───── Provided records ─────

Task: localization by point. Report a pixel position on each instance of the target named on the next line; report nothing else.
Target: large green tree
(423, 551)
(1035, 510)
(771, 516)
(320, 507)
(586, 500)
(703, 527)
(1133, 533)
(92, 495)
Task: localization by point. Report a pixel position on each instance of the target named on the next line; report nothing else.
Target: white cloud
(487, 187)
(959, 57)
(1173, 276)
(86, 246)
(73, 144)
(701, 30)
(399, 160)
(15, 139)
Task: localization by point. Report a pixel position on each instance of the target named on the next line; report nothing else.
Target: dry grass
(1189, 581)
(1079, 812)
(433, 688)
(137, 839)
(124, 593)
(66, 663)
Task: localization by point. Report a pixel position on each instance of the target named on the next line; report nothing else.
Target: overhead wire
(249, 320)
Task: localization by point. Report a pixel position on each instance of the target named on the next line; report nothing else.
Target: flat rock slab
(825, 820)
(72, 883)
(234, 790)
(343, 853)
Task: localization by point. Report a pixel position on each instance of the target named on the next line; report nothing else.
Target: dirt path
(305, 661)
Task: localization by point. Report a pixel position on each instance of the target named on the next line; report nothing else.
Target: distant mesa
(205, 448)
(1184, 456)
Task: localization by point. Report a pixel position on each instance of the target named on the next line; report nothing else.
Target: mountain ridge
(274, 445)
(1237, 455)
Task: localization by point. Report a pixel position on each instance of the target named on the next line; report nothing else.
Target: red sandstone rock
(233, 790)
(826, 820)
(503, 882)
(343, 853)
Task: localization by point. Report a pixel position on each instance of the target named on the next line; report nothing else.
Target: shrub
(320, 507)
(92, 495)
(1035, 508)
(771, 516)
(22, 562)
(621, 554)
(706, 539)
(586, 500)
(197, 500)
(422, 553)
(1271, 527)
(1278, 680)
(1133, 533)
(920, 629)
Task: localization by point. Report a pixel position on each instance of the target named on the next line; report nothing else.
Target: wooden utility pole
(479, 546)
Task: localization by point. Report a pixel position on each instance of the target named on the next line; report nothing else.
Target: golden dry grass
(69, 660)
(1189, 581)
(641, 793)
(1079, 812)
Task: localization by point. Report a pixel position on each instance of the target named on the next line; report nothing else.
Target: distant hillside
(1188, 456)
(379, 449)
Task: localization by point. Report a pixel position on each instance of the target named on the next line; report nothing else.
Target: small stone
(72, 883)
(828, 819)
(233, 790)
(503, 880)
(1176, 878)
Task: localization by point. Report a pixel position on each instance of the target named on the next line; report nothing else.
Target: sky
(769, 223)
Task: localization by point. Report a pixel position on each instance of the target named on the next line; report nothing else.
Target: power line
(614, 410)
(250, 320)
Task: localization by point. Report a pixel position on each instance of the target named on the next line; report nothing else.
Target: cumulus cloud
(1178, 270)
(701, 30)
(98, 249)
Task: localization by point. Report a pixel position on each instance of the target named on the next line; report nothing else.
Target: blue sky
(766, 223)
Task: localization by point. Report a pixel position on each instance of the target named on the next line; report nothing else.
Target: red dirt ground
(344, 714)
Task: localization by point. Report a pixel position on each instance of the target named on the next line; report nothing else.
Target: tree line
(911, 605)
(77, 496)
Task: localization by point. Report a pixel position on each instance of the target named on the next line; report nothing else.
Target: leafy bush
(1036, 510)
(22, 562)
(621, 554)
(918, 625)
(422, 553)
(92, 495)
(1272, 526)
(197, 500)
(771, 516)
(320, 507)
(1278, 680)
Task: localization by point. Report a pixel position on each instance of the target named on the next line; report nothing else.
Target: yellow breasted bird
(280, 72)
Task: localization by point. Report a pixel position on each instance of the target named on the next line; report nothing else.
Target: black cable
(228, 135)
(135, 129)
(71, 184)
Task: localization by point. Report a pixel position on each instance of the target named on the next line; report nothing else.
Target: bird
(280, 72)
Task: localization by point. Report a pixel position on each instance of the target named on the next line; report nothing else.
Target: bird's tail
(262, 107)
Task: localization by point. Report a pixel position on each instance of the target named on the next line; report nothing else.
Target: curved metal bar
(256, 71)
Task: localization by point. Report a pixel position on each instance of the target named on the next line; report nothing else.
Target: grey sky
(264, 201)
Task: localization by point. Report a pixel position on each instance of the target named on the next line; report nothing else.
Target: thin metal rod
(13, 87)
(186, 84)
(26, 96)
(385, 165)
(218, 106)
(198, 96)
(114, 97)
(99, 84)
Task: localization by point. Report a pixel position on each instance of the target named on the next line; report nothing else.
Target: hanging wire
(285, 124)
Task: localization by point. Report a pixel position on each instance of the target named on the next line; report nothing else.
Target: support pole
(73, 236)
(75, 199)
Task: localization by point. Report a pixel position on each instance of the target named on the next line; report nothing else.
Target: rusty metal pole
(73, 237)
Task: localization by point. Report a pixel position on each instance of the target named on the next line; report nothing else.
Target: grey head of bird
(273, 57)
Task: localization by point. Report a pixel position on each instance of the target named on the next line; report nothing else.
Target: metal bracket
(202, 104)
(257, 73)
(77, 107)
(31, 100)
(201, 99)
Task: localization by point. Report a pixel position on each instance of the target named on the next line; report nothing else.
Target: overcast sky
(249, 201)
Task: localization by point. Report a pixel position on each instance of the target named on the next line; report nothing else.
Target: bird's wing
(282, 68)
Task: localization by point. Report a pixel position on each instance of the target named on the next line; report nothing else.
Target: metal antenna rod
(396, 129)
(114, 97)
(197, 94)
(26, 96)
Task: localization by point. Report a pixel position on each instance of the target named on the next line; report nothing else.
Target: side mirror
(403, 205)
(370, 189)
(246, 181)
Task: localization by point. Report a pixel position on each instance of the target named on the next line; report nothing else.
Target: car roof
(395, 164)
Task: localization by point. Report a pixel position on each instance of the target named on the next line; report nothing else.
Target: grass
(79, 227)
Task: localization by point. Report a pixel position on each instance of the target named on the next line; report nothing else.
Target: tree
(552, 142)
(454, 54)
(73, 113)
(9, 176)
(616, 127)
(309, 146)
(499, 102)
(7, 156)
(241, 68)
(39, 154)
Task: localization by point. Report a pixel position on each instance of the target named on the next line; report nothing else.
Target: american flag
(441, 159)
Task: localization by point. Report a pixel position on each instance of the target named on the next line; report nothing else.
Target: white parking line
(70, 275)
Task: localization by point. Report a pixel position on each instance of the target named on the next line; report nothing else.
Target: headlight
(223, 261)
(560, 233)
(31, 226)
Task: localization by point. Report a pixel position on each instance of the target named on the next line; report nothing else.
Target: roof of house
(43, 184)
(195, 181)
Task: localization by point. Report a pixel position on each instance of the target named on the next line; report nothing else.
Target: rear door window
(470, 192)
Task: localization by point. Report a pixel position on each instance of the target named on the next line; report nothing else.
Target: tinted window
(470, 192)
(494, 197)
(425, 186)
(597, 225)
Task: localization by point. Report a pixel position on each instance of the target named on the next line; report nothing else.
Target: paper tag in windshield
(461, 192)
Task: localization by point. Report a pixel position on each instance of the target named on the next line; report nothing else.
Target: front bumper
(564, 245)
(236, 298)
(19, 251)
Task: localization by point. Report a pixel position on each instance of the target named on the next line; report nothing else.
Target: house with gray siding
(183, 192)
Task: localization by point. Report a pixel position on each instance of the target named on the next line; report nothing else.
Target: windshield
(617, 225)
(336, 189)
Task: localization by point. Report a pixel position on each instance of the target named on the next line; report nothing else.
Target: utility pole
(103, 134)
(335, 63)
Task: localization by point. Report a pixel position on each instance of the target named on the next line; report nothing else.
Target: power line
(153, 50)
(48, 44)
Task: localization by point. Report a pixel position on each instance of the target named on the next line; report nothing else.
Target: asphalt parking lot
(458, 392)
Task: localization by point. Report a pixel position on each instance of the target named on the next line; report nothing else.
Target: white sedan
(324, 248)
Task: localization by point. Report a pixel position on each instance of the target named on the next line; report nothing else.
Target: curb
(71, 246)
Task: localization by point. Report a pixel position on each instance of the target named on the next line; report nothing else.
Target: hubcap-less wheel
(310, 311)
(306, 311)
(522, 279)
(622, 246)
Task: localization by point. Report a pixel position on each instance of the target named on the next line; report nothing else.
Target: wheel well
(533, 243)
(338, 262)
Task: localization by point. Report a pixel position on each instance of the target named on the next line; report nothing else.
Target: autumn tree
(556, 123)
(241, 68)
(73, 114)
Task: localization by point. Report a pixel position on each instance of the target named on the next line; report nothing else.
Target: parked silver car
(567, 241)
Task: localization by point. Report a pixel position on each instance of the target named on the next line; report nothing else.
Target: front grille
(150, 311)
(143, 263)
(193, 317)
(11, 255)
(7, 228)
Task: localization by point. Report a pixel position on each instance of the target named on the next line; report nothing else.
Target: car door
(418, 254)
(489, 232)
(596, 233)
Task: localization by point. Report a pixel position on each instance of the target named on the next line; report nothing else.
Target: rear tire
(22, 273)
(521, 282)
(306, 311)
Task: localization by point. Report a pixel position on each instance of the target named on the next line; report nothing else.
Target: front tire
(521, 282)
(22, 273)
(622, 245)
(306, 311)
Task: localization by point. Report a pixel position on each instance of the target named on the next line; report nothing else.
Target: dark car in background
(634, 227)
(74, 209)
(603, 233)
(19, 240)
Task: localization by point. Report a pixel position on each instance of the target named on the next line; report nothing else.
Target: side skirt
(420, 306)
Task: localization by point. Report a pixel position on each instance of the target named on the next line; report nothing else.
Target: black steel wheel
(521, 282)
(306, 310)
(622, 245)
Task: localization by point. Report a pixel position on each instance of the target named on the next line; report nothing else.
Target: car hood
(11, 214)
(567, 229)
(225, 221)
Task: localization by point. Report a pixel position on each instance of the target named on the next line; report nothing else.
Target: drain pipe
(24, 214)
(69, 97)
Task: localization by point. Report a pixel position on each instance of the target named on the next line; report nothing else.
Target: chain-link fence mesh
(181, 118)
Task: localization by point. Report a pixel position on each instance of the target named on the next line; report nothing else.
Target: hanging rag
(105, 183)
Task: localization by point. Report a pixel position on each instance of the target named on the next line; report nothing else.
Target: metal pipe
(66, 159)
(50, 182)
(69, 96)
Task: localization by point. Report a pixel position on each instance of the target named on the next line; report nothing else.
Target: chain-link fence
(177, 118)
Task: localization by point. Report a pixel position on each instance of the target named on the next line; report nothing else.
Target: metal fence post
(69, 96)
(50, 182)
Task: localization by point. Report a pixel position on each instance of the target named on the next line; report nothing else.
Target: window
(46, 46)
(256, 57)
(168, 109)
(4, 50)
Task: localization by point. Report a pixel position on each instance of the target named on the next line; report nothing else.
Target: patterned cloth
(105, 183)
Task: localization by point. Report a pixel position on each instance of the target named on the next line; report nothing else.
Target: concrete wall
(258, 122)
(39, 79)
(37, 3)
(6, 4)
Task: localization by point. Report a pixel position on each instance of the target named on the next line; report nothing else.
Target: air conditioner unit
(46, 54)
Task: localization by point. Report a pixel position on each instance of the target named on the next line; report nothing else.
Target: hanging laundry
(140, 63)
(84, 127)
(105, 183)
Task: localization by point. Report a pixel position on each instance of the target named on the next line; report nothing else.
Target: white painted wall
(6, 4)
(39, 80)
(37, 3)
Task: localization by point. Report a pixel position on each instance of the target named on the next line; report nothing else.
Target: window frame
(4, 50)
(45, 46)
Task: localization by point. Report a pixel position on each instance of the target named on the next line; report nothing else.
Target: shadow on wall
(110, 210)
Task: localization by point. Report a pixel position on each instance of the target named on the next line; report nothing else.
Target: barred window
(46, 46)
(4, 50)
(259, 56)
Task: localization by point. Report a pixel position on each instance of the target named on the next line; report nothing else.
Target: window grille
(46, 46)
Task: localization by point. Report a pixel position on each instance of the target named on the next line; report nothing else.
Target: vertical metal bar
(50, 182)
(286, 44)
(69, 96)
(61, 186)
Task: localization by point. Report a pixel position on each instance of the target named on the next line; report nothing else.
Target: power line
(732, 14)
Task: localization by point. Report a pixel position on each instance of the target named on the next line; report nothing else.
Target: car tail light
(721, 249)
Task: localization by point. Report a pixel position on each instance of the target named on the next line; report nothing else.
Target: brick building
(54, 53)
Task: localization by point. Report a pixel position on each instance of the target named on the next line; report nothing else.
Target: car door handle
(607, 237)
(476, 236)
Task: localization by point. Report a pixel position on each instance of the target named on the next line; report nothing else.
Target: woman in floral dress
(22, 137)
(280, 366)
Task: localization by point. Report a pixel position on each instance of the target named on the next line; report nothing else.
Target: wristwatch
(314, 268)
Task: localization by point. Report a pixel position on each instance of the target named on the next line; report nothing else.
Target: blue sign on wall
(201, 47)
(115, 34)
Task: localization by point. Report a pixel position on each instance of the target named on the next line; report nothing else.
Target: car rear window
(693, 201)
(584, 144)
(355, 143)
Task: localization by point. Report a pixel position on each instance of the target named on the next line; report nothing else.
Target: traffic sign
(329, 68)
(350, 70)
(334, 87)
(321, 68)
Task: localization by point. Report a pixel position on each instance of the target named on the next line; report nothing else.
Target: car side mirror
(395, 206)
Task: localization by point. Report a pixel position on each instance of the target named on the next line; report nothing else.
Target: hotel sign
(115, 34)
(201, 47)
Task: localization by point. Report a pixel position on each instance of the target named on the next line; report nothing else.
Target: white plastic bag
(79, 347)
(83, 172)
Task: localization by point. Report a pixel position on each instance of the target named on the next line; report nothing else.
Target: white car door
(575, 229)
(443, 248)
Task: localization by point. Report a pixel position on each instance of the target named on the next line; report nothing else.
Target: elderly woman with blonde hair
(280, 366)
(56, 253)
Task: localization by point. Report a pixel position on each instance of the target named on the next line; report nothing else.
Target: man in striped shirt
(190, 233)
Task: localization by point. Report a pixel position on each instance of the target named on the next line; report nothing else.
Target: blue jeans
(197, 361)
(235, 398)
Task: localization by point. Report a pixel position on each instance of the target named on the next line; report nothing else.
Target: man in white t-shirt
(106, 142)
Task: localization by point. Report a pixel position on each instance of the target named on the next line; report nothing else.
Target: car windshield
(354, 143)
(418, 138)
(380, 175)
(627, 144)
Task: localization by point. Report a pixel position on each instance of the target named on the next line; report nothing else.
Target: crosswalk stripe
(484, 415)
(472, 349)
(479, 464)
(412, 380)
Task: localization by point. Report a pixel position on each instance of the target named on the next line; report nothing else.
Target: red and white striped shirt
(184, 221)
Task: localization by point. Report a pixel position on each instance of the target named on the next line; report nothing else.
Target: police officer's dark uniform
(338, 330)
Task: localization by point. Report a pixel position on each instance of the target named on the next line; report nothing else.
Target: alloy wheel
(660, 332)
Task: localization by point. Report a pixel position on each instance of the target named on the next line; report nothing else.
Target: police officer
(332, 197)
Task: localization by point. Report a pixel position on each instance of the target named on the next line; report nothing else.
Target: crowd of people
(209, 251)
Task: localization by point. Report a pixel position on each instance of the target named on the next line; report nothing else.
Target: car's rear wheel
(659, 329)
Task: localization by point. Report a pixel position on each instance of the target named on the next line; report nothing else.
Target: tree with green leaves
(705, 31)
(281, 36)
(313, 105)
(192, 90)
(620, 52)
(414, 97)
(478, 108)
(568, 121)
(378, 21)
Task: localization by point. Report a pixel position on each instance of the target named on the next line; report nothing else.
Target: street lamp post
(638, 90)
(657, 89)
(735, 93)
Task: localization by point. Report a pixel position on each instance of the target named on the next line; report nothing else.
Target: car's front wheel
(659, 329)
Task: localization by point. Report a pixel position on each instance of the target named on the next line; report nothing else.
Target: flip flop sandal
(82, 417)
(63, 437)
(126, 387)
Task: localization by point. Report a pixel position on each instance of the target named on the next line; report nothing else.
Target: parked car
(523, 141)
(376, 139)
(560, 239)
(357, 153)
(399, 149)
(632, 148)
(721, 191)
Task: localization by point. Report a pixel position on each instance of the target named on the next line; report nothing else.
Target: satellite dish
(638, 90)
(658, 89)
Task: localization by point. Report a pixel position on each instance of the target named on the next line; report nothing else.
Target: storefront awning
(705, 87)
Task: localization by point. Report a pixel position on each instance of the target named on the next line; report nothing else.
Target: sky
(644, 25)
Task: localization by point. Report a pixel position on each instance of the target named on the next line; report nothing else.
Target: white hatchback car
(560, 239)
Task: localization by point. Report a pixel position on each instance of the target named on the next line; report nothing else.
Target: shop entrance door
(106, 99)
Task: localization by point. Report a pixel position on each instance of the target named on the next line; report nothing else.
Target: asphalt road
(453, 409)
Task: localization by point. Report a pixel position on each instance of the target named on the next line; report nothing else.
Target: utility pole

─────

Goal
Copy out every line of the records above that contains the word "roof".

Full output
Target: car roof
Target: roof of house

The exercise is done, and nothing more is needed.